TO BE DONE -
(a) Decide whether each statement agrees with the climbing text below: (i) the multi-pitch routes in Sant Llorenç de Montgai are 80 to 180 meters long; (ii) the water from the village fountain is recommended for drinking; (iii) loose stones are found at sector Esperó Remacha. Answer yes or no for each and quote the words that decide it.
(b) Answer these questions from the climbing text below:
(i) What grade is La Directa?
(ii) How far from the beginning of the routes can a car be parked?
(iii) What is the camping site on the other side of the village called?

PROVIDED TEXT -
• • • • •

Multi-pitch climbing around Lleida, Spain

St. Llorenç de Montgai

St. Llorenç de Montgai is a nice little crag with variative multi-pitch climbing on limestone and conglomerate in the northern Spain. There are also some single pitch routes (quite hard ones), but in my opinion multi-pitch routes are the main attraction there. This post concentrates on the easiest climbs as the weather was so humid and hot when we visited St. Llorenç de Montgai, that there was no point trying to climb anything tougher.

Talk about lush nature.
If you don't mind the unpredictable stone quality at some sectors, the 80 to 180-meter routes in Sant Llorenç de Montgai serve as a good introduction to multi-pitch climbing. 
There are plenty of easy routes, especially at sector La Formiguera and the grading is not so harsh. That being said, the older (?) routes are an exception. The easiest routes at sectors Esperó Remacha and Pared de l'Os are quite exciting and the bolting makes you want to climb extra carefully. If you decide to go there, it's advisable to take a few slings and maybe even a set of nuts and cams with you. A helmet is also a good idea at all sectors, since some routes are quite popular and at sectors La Formiguera and El Cilindre there are loose stones.

Sector La Formiguera
My personal favourites were La Directa (6b, El Cilindre) and La Formigonera Digital (6b, La Formiguera)
Those two routes offered 90 meters of more continuous climbing without any overwhelming cruxes. You can climb them at steady pace and be sure that you'll reach the next bolt after a few more moves. If you're short like me (163 cm), I have some great news for you: there aren't any reachy moves on neither of these routes! Just plenty of comfortable little holds that will take you from one bolt to another, without the fear of having to push yourself to your limits just to get the clip in.

Camping in St. Llorenç de Montgai is easy. At least with a motorhome it wasn't a problem. I don't know if there's a place to set up a tent, but a car you can park 10 meters from the beginning of the routes. There's also a camping site La Noguera at the other side of the village, if that's your thing. Just for water it's not necessary to go there, since there's a fountain in St. Llorenç de Montgai (when you reach the village, it's in a corner to your left). The water's ok for cooking, but I wouldn't drink it.

• • • • •

INFORMATION SHOWN -
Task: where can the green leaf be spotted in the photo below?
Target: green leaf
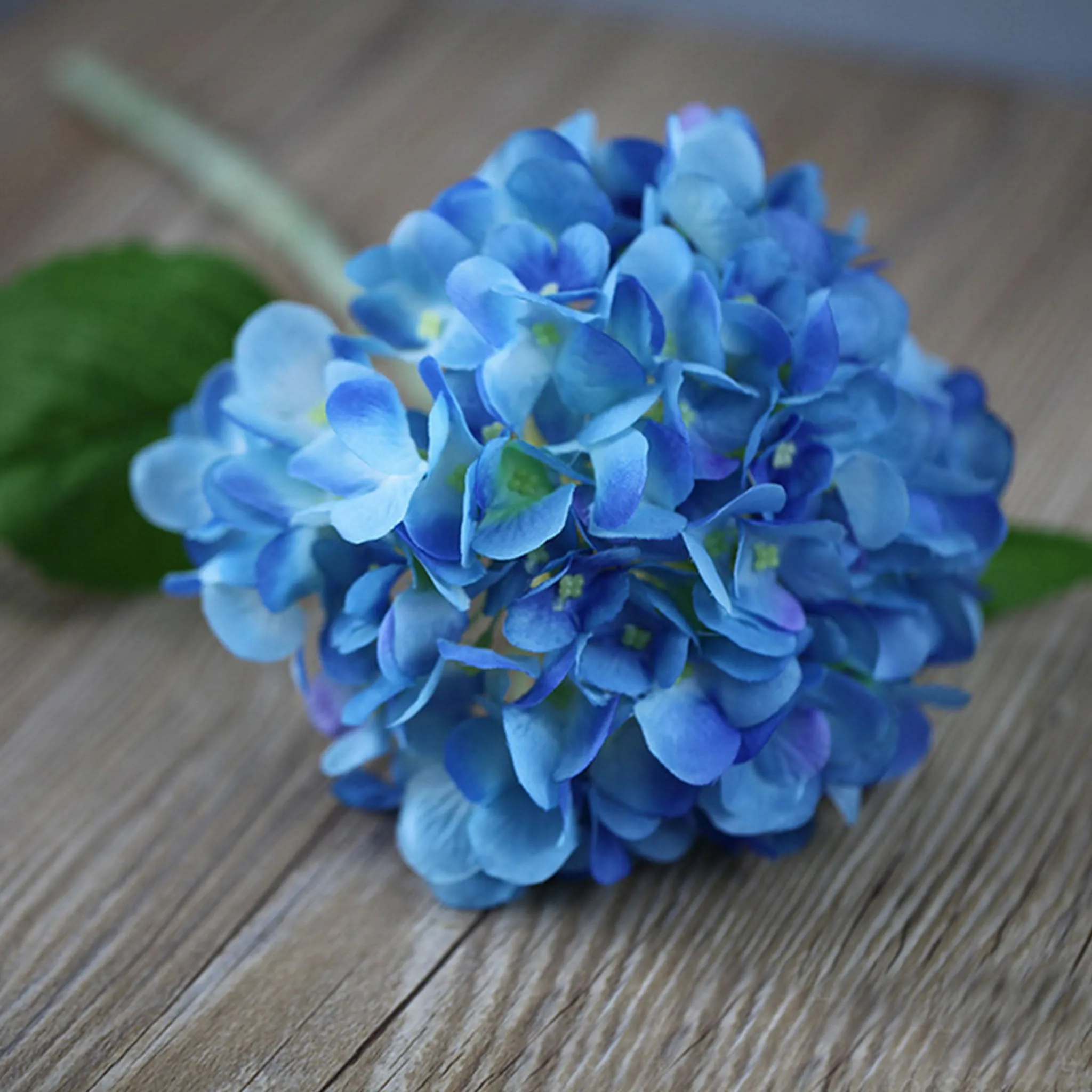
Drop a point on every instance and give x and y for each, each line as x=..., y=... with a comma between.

• • • • •

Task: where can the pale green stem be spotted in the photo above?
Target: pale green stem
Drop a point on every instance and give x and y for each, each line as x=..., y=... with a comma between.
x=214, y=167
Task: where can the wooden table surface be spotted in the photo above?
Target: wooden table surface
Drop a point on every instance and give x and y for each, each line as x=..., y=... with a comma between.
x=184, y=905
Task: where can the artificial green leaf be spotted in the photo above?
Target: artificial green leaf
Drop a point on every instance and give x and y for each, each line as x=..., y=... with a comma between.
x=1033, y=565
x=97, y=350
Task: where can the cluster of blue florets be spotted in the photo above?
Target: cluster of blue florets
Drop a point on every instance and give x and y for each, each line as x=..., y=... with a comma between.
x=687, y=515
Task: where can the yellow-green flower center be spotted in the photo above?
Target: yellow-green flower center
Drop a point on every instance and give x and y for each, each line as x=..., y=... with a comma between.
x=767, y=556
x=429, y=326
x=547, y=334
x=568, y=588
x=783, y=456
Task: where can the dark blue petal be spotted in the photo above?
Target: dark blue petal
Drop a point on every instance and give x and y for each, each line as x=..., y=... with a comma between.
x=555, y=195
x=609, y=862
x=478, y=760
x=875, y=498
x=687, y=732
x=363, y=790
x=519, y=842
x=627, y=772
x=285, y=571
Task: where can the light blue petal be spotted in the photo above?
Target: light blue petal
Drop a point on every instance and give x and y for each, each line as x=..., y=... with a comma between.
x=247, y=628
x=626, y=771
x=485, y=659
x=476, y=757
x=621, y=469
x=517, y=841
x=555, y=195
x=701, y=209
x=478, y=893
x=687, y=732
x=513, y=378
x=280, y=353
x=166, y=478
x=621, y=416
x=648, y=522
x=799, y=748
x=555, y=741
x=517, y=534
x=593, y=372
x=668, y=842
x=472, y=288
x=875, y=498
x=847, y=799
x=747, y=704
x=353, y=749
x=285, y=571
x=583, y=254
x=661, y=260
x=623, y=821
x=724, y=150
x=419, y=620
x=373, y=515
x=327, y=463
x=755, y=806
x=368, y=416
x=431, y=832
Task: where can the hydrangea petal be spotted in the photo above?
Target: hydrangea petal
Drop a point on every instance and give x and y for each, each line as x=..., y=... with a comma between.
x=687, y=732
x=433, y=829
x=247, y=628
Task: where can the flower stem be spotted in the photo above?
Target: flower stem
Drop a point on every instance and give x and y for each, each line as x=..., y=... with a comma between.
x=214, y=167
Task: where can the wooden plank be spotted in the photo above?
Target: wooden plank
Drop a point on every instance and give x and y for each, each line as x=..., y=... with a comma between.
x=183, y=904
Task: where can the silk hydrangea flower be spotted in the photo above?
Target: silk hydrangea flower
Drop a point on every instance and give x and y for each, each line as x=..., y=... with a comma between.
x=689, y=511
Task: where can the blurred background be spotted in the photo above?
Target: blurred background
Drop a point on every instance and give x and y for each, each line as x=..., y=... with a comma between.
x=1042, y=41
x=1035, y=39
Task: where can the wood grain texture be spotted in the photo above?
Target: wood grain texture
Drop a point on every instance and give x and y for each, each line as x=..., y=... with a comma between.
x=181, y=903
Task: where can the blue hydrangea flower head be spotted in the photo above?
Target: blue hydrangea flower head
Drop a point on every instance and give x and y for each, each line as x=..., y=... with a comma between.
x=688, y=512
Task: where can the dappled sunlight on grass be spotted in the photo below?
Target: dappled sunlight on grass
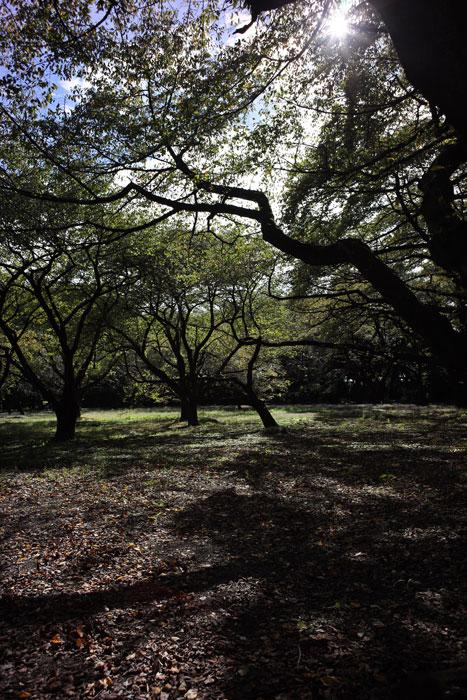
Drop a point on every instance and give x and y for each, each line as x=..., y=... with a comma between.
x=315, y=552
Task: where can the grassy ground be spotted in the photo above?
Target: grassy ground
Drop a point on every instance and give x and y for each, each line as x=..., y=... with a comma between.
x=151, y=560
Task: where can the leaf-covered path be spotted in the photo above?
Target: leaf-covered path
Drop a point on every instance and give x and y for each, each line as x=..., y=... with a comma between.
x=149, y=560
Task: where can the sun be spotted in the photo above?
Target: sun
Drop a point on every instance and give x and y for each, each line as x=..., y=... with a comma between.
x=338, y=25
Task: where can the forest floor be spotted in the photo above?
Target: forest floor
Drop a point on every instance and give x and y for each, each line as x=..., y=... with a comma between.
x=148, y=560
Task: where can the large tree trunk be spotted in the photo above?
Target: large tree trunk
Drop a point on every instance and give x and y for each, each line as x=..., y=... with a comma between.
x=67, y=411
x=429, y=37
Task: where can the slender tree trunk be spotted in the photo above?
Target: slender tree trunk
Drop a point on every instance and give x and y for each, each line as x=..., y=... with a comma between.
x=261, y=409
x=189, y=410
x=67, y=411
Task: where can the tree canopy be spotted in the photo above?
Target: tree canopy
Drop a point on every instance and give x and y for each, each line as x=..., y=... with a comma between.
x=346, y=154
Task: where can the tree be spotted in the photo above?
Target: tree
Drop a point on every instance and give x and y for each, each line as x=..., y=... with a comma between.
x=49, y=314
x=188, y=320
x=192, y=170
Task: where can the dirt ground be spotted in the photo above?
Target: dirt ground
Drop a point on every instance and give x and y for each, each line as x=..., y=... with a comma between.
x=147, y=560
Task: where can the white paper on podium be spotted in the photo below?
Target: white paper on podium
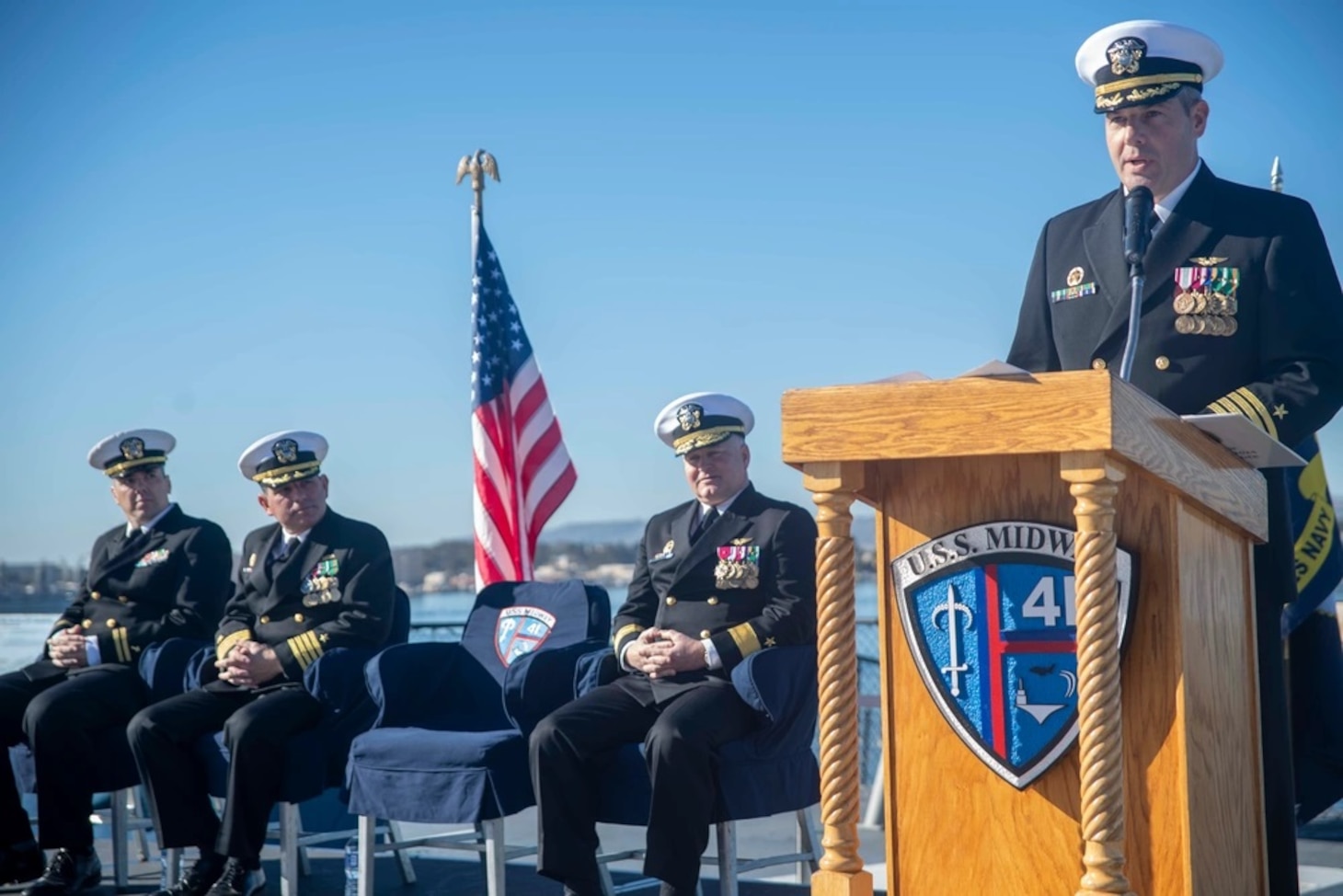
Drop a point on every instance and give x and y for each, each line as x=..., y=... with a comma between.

• • • • •

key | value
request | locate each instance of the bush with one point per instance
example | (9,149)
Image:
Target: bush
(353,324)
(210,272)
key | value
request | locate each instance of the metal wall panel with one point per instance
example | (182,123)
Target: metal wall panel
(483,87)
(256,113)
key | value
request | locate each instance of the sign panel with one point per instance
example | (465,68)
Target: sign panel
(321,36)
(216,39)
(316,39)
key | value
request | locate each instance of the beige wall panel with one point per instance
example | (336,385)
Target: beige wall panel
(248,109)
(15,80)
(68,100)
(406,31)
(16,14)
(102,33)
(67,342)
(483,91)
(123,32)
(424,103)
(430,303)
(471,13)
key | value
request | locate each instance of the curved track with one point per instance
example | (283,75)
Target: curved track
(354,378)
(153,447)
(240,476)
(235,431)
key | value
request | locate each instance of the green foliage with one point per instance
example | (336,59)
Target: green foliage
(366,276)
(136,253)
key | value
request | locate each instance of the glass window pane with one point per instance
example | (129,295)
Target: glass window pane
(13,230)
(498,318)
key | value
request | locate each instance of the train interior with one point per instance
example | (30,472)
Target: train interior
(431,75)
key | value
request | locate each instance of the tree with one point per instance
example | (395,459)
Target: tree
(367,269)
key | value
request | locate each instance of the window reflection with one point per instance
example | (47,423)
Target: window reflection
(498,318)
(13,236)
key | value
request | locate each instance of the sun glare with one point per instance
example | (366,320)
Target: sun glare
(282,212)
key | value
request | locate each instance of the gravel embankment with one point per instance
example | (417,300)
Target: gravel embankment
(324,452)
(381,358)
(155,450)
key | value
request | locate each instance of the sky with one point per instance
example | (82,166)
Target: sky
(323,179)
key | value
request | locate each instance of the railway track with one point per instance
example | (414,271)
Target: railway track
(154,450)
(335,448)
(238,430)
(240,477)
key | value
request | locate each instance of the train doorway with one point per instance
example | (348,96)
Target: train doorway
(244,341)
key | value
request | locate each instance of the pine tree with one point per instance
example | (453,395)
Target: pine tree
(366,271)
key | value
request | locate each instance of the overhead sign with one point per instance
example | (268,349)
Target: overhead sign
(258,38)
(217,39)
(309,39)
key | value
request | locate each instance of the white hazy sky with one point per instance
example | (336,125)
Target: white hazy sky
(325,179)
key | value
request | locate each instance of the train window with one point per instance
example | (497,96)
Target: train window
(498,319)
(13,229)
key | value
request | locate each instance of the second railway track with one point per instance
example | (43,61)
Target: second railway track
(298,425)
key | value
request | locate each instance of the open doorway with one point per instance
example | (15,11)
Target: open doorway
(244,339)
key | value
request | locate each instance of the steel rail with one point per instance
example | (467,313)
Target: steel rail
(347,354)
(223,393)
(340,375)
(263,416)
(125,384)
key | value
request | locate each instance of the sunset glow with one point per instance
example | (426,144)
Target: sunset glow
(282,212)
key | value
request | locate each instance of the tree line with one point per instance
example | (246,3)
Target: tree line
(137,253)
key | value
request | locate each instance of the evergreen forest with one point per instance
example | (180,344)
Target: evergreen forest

• • • • •

WORKED ANSWERS -
(a)
(i) Yes: "the 80 to 180-meter routes in Sant Llorenç de Montgai serve as a good introduction to multi-pitch climbing"
(ii) No: "The water's ok for cooking, but I wouldn't drink it."
(iii) No: "at sectors La Formiguera and El Cilindre there are loose stones"

(b)
(i) 6b
(ii) 10 meters
(iii) La Noguera